■ EXTRACTED RECORDS
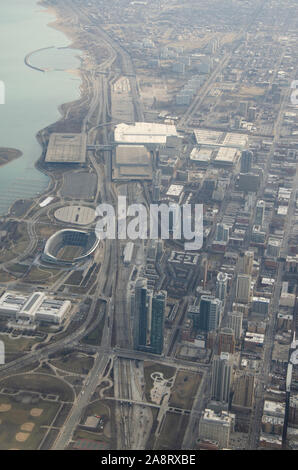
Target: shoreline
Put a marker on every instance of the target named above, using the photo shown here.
(62, 108)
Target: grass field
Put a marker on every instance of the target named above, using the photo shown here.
(74, 362)
(44, 384)
(16, 347)
(184, 389)
(149, 368)
(172, 433)
(69, 252)
(13, 420)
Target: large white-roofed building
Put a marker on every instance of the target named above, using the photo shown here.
(144, 133)
(31, 308)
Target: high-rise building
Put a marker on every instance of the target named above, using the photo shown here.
(260, 213)
(222, 233)
(246, 161)
(235, 323)
(244, 392)
(243, 107)
(216, 427)
(148, 311)
(221, 380)
(210, 311)
(226, 341)
(221, 286)
(260, 305)
(247, 262)
(243, 288)
(158, 307)
(273, 248)
(140, 300)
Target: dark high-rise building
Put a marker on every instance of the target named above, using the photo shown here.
(221, 286)
(210, 309)
(221, 380)
(226, 341)
(158, 307)
(246, 161)
(148, 311)
(140, 301)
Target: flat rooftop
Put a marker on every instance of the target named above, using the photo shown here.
(175, 190)
(127, 155)
(202, 155)
(144, 133)
(80, 215)
(66, 148)
(220, 139)
(132, 162)
(226, 155)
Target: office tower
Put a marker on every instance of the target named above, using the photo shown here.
(247, 262)
(148, 312)
(260, 305)
(210, 309)
(258, 235)
(273, 248)
(243, 288)
(243, 107)
(216, 427)
(260, 213)
(226, 341)
(244, 392)
(235, 323)
(222, 233)
(221, 378)
(252, 113)
(221, 286)
(158, 307)
(246, 161)
(156, 185)
(194, 313)
(140, 304)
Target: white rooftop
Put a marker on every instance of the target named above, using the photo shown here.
(144, 132)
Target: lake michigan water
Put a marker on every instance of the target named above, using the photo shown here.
(32, 97)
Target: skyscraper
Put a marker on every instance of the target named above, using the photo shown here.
(246, 161)
(140, 305)
(244, 391)
(221, 379)
(148, 312)
(210, 309)
(235, 323)
(260, 213)
(243, 288)
(222, 233)
(226, 341)
(158, 307)
(221, 286)
(247, 262)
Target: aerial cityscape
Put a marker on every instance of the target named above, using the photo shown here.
(149, 225)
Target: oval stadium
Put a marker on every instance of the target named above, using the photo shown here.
(68, 247)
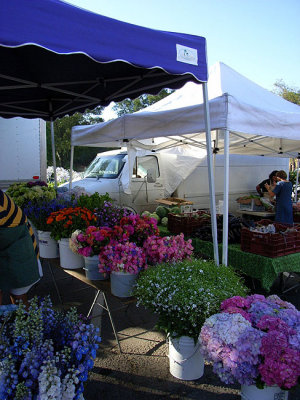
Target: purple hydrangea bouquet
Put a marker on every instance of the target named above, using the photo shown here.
(45, 354)
(254, 341)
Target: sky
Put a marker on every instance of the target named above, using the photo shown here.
(260, 39)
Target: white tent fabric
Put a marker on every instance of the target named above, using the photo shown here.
(244, 118)
(260, 122)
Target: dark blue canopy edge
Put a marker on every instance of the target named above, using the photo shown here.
(57, 59)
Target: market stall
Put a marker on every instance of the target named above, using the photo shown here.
(245, 118)
(58, 59)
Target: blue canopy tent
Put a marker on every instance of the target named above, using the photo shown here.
(57, 59)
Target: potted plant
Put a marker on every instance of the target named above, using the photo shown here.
(139, 228)
(255, 341)
(35, 191)
(88, 243)
(62, 224)
(167, 249)
(123, 261)
(38, 213)
(184, 294)
(45, 354)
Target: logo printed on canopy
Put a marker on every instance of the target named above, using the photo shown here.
(186, 54)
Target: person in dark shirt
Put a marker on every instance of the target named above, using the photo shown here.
(261, 189)
(283, 193)
(20, 267)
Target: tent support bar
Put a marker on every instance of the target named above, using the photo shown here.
(71, 167)
(211, 180)
(53, 152)
(225, 198)
(297, 180)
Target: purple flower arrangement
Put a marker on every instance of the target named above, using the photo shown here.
(110, 215)
(254, 340)
(122, 257)
(45, 354)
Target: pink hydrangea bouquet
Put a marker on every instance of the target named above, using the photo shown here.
(139, 228)
(167, 249)
(90, 241)
(122, 257)
(254, 340)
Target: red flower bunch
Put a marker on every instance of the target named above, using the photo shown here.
(64, 222)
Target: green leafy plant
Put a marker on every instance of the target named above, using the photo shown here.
(184, 294)
(23, 193)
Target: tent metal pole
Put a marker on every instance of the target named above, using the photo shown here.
(53, 152)
(297, 180)
(71, 167)
(225, 198)
(211, 181)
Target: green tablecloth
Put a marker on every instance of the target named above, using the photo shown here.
(265, 269)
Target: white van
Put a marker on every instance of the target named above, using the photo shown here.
(159, 175)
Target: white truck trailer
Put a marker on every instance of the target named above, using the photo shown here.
(22, 150)
(159, 175)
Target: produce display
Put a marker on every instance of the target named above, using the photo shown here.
(235, 224)
(161, 214)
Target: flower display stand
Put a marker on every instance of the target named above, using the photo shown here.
(92, 270)
(68, 259)
(268, 393)
(186, 361)
(48, 247)
(121, 283)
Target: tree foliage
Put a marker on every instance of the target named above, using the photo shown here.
(128, 106)
(288, 93)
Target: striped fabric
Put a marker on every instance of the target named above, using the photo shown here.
(12, 215)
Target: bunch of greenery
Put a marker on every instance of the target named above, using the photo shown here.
(184, 294)
(23, 193)
(93, 201)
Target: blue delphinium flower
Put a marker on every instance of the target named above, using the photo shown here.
(39, 352)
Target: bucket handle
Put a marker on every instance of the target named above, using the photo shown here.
(186, 359)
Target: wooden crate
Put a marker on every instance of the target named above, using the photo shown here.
(185, 223)
(272, 245)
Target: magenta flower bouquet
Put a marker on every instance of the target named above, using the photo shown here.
(139, 228)
(122, 257)
(90, 241)
(167, 249)
(254, 340)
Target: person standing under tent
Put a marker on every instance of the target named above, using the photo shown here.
(283, 193)
(261, 189)
(20, 267)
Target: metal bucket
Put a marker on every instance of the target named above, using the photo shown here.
(48, 247)
(186, 361)
(68, 259)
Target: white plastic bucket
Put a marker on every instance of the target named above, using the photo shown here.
(48, 247)
(121, 283)
(35, 232)
(68, 259)
(186, 361)
(268, 393)
(92, 270)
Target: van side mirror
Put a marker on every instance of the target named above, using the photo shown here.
(151, 175)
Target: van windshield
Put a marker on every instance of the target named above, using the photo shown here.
(108, 167)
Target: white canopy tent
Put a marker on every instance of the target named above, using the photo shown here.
(257, 122)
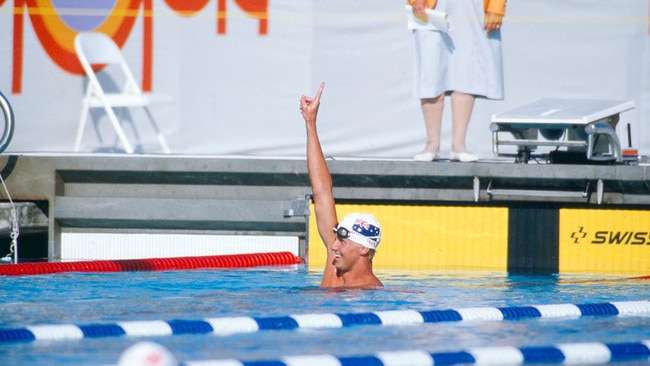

■ WHAT IS BEING ASKED
Gather each line in these records that contains the string "dark".

■ OUTPUT OF THE TASK
Target: dark high-rise building
Target: dark blue canopy edge
Target: person in dark shirt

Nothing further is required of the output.